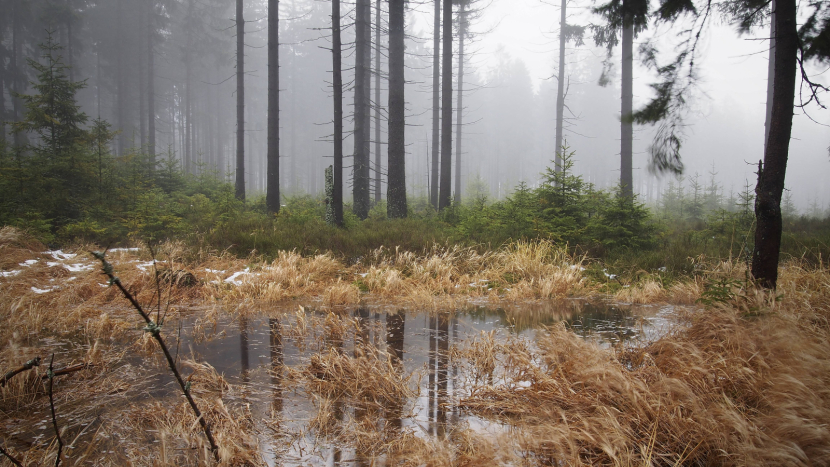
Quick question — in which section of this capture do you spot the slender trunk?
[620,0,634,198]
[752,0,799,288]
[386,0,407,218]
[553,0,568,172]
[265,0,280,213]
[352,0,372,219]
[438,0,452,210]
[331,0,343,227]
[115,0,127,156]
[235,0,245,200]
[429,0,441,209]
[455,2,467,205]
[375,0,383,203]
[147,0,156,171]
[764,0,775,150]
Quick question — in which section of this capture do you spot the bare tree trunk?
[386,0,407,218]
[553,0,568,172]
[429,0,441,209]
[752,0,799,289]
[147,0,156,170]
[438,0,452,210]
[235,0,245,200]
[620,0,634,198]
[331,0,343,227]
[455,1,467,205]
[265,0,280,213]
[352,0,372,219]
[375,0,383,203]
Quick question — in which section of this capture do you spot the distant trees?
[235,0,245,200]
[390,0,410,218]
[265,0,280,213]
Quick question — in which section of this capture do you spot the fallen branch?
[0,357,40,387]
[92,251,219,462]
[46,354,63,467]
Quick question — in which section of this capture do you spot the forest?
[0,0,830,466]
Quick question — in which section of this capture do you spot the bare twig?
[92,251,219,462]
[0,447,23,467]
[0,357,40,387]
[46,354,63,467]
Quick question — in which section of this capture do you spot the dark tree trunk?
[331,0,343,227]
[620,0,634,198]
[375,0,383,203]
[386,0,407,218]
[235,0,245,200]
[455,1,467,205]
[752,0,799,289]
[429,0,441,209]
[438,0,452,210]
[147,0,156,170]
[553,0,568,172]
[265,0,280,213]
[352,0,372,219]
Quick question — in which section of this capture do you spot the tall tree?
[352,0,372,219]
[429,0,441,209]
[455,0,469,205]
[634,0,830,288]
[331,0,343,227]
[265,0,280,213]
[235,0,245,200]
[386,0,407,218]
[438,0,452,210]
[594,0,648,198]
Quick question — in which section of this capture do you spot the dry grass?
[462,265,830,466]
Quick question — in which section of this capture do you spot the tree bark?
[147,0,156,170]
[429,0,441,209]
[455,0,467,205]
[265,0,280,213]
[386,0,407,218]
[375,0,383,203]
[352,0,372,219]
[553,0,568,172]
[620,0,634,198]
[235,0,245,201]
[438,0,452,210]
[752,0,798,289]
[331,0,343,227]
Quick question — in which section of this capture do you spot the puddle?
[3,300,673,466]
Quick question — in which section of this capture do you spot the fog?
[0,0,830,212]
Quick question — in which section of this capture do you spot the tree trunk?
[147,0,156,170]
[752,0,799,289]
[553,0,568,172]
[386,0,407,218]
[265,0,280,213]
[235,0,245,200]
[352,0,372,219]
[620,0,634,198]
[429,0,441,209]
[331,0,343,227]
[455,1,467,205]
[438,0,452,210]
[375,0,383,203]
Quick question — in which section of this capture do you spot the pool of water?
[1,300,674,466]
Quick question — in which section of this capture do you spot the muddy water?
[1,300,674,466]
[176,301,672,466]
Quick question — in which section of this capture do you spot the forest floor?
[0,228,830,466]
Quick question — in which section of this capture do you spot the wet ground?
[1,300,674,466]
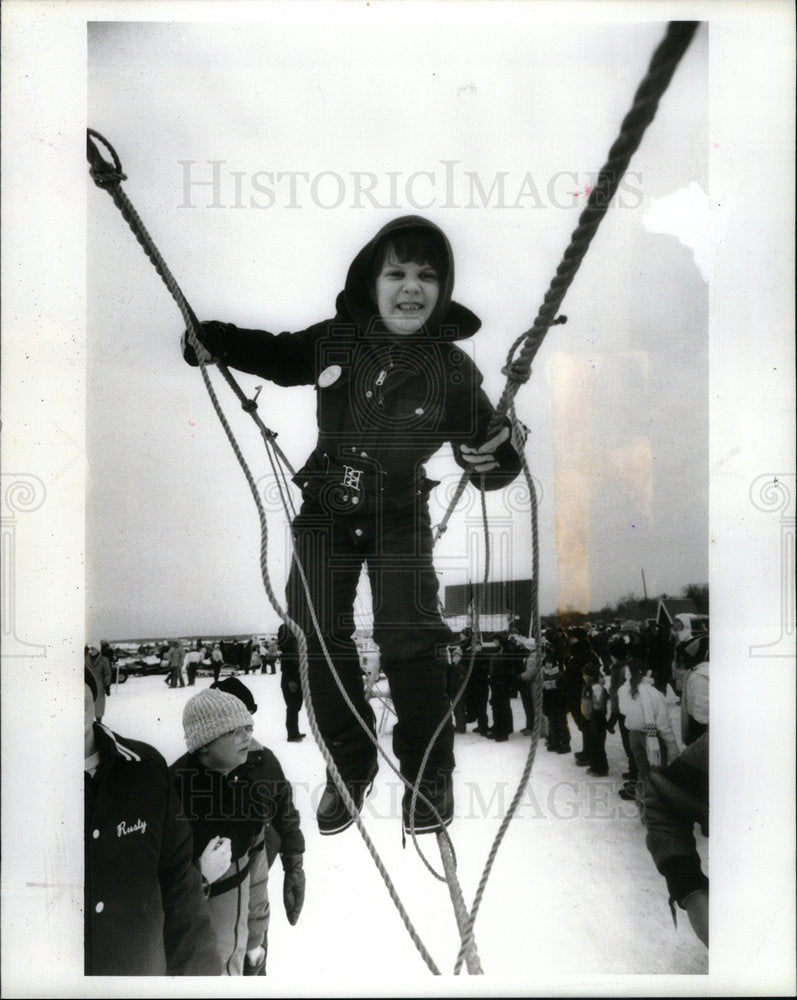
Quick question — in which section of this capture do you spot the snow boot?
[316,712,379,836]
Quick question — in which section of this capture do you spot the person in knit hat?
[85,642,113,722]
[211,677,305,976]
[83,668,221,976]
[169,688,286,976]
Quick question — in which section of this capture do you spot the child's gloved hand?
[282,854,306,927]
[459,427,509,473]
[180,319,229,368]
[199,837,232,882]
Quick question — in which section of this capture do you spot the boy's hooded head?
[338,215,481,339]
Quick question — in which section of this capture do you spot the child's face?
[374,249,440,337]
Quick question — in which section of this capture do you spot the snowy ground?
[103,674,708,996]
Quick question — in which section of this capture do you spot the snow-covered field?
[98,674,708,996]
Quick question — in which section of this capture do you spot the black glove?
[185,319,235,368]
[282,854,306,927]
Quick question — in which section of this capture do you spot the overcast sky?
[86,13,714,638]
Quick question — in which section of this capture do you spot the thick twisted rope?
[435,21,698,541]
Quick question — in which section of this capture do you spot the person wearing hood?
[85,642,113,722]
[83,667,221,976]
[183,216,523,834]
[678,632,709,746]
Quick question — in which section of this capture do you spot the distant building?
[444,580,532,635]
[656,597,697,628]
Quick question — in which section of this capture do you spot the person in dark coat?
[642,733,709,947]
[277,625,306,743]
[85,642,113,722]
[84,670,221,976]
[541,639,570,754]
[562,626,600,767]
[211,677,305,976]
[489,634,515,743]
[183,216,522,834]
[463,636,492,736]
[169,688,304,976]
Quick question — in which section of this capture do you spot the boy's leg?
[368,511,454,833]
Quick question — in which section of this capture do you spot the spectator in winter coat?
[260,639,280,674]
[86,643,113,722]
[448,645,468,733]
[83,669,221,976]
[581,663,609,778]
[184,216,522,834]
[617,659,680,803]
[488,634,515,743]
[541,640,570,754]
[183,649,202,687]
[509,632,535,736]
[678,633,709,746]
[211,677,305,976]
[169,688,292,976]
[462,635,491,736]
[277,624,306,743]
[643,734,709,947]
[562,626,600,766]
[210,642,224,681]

* * *

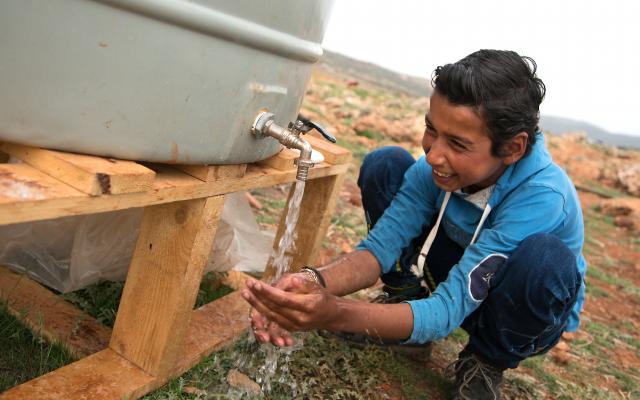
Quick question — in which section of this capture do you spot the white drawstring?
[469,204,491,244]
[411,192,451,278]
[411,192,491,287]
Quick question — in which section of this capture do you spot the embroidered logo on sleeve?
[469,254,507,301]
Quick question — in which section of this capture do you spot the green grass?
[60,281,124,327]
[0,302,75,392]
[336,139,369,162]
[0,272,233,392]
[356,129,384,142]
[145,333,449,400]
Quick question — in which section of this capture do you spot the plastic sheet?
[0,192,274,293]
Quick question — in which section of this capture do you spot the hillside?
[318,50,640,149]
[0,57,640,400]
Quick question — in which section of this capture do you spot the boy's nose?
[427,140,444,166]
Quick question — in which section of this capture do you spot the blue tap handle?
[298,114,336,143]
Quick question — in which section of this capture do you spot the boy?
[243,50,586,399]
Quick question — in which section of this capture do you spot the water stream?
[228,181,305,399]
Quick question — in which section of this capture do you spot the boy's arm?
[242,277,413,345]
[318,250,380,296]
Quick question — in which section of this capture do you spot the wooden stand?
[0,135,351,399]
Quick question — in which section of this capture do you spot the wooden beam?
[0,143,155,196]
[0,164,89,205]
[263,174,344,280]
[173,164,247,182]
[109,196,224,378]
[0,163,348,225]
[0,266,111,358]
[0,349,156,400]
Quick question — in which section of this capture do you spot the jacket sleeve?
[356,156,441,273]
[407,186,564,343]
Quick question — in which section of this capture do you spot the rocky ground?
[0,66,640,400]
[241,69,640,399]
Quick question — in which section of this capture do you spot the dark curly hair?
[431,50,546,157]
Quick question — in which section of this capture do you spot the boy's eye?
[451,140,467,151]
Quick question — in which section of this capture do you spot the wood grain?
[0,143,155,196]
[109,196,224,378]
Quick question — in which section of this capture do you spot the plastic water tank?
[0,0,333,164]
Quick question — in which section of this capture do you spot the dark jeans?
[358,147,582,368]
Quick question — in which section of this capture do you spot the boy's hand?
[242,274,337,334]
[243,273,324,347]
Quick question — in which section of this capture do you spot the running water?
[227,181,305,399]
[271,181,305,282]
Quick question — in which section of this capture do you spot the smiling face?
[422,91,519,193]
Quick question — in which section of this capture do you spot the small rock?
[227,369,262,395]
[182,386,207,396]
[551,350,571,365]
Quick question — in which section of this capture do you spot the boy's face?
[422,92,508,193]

* * *

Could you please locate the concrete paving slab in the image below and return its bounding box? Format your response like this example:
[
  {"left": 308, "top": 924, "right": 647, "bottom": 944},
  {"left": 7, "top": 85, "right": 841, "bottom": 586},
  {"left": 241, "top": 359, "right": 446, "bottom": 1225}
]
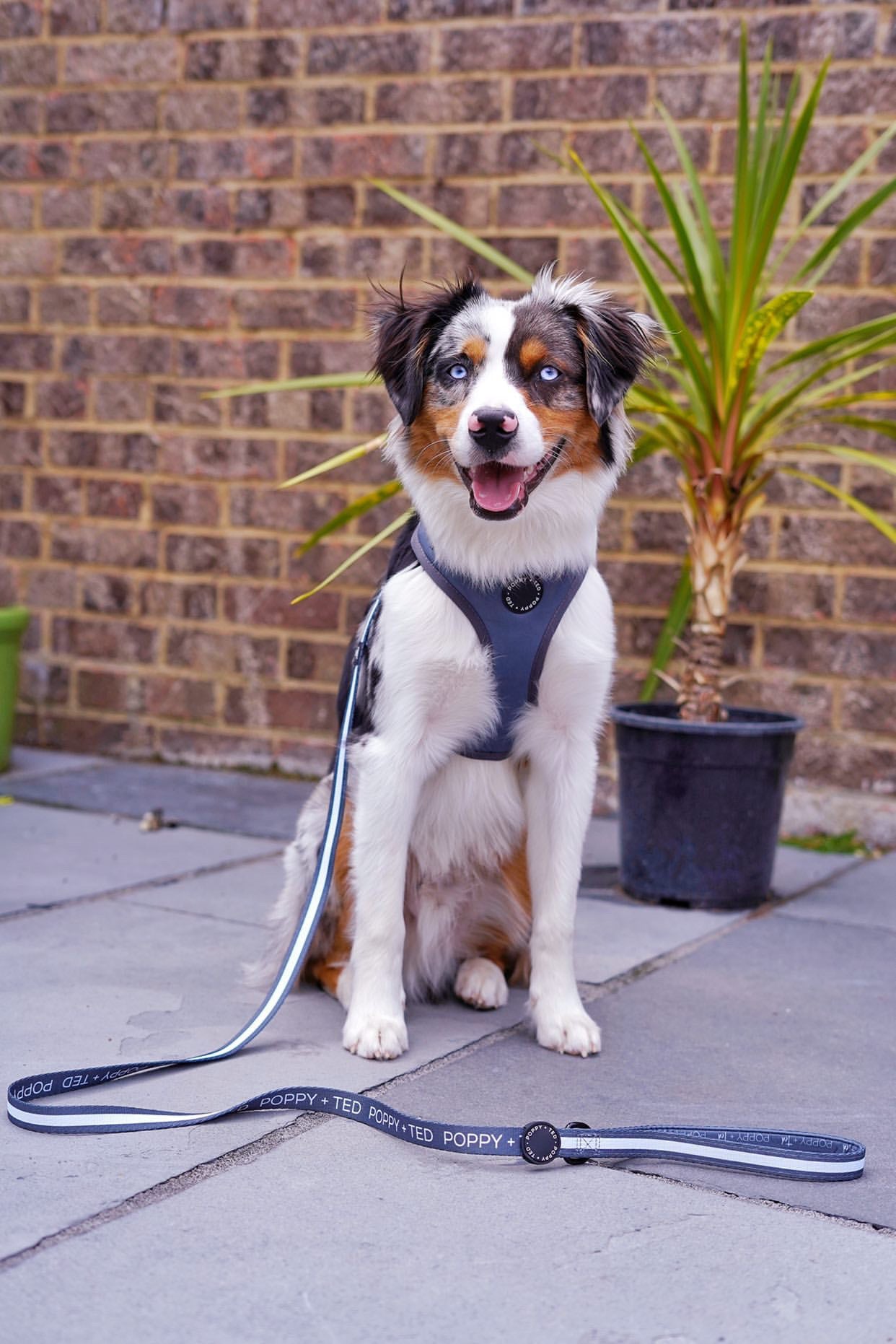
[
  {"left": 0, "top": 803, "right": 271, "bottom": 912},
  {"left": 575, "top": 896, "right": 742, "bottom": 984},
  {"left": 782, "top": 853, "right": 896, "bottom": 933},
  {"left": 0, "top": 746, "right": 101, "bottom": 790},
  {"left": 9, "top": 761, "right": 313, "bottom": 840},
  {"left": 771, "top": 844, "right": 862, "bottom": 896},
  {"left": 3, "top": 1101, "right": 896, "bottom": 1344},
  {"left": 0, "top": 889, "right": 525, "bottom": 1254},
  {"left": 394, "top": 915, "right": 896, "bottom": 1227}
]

Given task>
Return, unchanged, the lines of the records from the line containing "the boy's nose?" through the line containing "[243,273,324,347]", including both of those lines.

The reply>
Quick question — in which section of this capture do you spot the boy's nose?
[427,140,444,166]
Quick question — in which section of this capture do you spot the blue tap handle?
[298,114,336,143]
Quick question — in which section of this capture do you spot the boy?
[243,50,586,399]
Quick question — in which section of this capture do you spot the water stream?
[228,181,305,399]
Quick question — in which section of this capture do you spot the boy's arm?
[242,277,413,345]
[318,250,380,296]
Quick question — in which section of this capture do you spot the wooden stand?
[0,135,351,399]
Quick question — in which section of this capture do you spot the wooden beam?
[0,143,155,196]
[0,164,89,205]
[263,174,344,280]
[173,164,247,182]
[109,196,224,378]
[0,163,348,225]
[0,266,111,358]
[0,349,156,400]
Quick question — in which section of this capture do you spot the jacket sleeve?
[356,156,441,273]
[407,186,564,343]
Quick question — in which section of this capture do you spot the rocky ground?
[0,66,640,400]
[241,69,640,399]
Quick question — in which section of this capture do you spot the dark curly hair?
[431,50,546,157]
Quick question — in which section of this capture do you spot the boy's eye?
[451,140,467,151]
Quick question — in which section of this capture do you spot the wood grain?
[0,143,155,196]
[109,196,224,378]
Quick question — in which section of this capture do you spot the plastic water tank?
[0,0,333,164]
Quick question — in which section of this capture do you spot the dark jeans?
[358,147,582,368]
Quick question — in which section of this capture do you spot the boy's hand?
[242,274,337,334]
[243,273,324,347]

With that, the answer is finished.